▸ **Supplied text**:

☆ ☆ ☆ ☆ ☆

India’s Education Expansion: Building Human Capital or Just Producing Degrees? | NewsClick

India stands at a demographic turning point. By the end of this decade, the country will possess the largest youth population in the world. In policy discourse, this is often celebrated as a demographic dividend. But demographic advantage is not automatic; it depends on whether young people can translate education into productive employment.
The expansion of education spending and reforms under the National Education Policy 2020 (NEP 2020) aim precisely at strengthening India’s human capital base. The real question, however, is whether expanding education alone can deliver economic opportunity when job creation itself remains uneven.
Recent Union Budgets reflect an ambitious push to modernise India’s education system. The Union Budget 2025-26 allocated around ₹1,28,650 crore to education, prioritising infrastructure and digital access. Initiatives included broadband connectivity for schools, the expansion of Atal Tinkering Labs, digital learning materials in Indian languages and new infrastructure for the Indian Institutes of Technology.
The following year, the Union Budget 2026-27 increased allocations to ₹1,39,285.95 crore, an increase of about 8.27%. New proposals included girls’ hostels in every district, university townships, specialised institutes in healthcare and pharmaceuticals, and a committee focused on “ Education to Employment and Entrepreneurship.” State governments have also expanded spending.
Uttar Pradesh, for example, allocated ₹80,997 crore to basic education while increasing investment in vocational programmes, smart classrooms and artificial-intelligence laboratories. These initiatives suggest that governments are trying to align education with emerging technological and knowledge sectors.
The broader policy framework guiding these reforms is NEP 2020, which seeks to transform the education system through multidisciplinary learning, flexibility in degree programmes and greater emphasis on skills. One of its most ambitious goals is to raise the Gross Enrolment Ratio (GER) in higher education to 50% by 2035, up from around 27% in 2018.
According to the All-India Survey on Higher Education ( AISHE ) , enrolment in higher education has been steadily increasing in recent years The policy also aims to expose at least half of all learners to vocational education by the middle of the decade. In principle, this shift could bridge the long-standing divide between academic education and labour-market skills.

☆ ☆ ☆ ☆ ☆

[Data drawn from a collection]
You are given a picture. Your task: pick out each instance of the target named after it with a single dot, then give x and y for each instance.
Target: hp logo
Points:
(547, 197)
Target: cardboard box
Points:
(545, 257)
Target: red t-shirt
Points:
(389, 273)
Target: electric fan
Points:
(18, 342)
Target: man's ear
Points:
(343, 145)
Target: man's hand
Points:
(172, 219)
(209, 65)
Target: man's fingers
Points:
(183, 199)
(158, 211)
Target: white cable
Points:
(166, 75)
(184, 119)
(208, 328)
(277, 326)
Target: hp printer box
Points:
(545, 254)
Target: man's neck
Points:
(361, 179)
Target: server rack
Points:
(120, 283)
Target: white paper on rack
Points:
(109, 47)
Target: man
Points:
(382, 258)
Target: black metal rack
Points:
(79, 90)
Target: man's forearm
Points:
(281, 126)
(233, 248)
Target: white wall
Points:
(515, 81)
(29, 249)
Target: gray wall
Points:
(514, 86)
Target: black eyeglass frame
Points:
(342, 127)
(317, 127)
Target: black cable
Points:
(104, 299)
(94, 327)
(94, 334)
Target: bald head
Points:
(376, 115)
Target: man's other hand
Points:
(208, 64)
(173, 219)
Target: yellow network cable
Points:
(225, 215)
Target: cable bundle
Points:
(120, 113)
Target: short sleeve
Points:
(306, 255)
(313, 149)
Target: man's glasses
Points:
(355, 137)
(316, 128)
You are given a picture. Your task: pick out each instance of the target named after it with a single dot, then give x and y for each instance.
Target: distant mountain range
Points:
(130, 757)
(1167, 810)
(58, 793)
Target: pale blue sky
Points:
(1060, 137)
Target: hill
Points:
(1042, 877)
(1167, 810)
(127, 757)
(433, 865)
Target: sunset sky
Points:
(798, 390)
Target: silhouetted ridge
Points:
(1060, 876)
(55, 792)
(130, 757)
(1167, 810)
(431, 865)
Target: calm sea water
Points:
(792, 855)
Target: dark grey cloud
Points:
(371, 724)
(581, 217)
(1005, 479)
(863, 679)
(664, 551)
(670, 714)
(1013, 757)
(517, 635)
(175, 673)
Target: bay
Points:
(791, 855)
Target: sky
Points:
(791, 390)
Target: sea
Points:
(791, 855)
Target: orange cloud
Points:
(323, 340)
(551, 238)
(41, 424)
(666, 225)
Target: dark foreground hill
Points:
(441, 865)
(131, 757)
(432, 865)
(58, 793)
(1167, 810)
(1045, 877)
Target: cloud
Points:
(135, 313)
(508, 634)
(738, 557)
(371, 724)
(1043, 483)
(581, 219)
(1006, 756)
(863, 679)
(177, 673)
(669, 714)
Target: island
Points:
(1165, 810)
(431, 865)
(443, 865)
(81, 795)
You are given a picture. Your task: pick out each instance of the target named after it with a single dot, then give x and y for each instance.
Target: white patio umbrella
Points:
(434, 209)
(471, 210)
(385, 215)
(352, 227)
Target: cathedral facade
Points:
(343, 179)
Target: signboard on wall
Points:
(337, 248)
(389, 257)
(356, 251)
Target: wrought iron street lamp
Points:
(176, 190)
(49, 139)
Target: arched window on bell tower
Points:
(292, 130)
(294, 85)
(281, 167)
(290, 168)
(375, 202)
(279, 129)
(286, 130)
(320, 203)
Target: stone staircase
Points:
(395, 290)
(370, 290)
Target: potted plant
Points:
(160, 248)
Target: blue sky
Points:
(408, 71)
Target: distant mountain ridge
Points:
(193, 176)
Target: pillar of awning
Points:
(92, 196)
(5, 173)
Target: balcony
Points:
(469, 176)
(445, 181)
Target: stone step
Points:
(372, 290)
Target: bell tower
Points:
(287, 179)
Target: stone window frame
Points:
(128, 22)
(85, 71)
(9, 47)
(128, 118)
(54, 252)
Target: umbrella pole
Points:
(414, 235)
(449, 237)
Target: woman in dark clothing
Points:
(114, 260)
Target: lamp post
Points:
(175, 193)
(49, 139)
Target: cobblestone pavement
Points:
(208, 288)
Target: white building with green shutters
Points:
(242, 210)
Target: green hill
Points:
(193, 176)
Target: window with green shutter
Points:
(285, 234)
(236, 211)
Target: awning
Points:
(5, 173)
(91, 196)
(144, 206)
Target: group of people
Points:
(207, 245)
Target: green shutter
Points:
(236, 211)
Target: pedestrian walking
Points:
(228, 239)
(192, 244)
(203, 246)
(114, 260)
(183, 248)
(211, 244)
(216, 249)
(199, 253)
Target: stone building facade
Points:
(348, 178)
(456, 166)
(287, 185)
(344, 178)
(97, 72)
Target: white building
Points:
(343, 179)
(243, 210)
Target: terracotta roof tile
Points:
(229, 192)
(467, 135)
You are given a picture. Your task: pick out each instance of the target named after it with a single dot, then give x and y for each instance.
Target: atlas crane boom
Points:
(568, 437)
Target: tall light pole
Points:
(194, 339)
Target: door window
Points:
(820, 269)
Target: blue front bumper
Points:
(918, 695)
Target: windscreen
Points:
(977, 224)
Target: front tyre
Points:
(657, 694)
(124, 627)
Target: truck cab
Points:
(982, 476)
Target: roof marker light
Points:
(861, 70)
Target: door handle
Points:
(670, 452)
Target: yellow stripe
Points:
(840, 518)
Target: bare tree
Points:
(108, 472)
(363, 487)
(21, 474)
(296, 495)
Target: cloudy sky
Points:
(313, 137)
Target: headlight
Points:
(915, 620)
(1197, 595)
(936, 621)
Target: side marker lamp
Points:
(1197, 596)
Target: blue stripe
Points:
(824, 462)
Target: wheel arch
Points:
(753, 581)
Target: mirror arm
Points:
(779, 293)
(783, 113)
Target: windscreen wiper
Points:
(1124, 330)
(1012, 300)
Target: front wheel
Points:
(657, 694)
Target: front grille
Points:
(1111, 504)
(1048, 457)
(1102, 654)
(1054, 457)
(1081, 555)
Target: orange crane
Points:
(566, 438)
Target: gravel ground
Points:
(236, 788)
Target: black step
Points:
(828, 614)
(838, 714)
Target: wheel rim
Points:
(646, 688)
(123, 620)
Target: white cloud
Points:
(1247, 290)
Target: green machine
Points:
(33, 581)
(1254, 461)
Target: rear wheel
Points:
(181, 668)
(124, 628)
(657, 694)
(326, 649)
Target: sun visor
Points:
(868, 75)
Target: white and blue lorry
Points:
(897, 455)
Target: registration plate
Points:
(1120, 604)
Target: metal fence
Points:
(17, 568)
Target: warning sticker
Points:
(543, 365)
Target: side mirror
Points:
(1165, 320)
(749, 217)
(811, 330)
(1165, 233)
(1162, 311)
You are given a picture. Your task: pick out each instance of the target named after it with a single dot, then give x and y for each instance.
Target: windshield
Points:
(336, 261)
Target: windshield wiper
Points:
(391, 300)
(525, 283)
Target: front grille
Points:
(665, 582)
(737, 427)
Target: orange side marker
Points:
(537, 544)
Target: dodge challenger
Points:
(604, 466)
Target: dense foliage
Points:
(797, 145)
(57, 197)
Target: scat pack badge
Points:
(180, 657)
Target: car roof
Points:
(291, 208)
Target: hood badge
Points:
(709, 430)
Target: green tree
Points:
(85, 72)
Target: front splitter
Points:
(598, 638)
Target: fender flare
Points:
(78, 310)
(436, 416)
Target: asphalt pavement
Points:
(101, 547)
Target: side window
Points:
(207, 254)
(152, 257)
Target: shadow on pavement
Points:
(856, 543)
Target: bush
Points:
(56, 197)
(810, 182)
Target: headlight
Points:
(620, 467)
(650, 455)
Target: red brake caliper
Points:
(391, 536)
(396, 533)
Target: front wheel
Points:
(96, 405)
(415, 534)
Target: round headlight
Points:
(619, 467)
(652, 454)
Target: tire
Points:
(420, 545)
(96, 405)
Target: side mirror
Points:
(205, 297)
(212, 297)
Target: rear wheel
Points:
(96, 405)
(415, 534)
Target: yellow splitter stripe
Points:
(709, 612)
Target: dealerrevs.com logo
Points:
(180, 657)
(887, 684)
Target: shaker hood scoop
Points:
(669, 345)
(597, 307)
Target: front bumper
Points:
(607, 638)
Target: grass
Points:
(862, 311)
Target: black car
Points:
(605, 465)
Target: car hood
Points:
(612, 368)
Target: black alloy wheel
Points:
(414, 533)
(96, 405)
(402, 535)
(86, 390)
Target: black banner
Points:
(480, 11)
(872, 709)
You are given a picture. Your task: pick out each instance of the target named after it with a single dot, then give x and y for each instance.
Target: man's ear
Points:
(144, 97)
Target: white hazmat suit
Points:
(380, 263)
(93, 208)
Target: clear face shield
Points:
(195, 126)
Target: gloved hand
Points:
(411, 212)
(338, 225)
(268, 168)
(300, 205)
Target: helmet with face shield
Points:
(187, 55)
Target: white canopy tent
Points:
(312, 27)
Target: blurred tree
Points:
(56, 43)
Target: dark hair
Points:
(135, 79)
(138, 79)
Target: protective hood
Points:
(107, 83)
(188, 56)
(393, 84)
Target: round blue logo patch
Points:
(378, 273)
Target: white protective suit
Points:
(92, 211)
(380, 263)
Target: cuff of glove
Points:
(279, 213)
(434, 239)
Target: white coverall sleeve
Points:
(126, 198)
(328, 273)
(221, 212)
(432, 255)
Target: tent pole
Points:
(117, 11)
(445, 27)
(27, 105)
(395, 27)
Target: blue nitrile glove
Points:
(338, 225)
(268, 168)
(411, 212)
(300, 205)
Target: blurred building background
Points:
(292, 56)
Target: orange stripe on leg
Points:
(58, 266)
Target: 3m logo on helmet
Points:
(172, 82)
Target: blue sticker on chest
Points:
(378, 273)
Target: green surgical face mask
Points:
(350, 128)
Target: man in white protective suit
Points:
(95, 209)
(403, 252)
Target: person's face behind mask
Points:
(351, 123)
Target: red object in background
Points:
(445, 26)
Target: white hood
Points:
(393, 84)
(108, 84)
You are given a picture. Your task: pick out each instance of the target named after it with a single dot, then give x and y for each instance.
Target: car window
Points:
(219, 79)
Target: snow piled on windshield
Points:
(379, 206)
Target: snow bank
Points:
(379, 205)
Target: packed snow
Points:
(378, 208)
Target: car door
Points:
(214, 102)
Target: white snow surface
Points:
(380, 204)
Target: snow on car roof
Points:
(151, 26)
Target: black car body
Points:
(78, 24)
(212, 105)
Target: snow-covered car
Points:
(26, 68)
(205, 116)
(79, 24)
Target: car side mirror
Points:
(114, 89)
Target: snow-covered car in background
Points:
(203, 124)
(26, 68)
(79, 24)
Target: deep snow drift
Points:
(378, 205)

☆ ☆ ☆ ☆ ☆

Reproduce verbatim the stretch of the article on India's education expansion from "India’s Education Expansion: Building" through "into productive employment.". The lines above are independent of the article on India's education expansion.

India’s Education Expansion: Building Human Capital or Just Producing Degrees? | NewsClick

India stands at a demographic turning point. By the end of this decade, the country will possess the largest youth population in the world. In policy discourse, this is often celebrated as a demographic dividend. But demographic advantage is not automatic; it depends on whether young people can translate education into productive employment.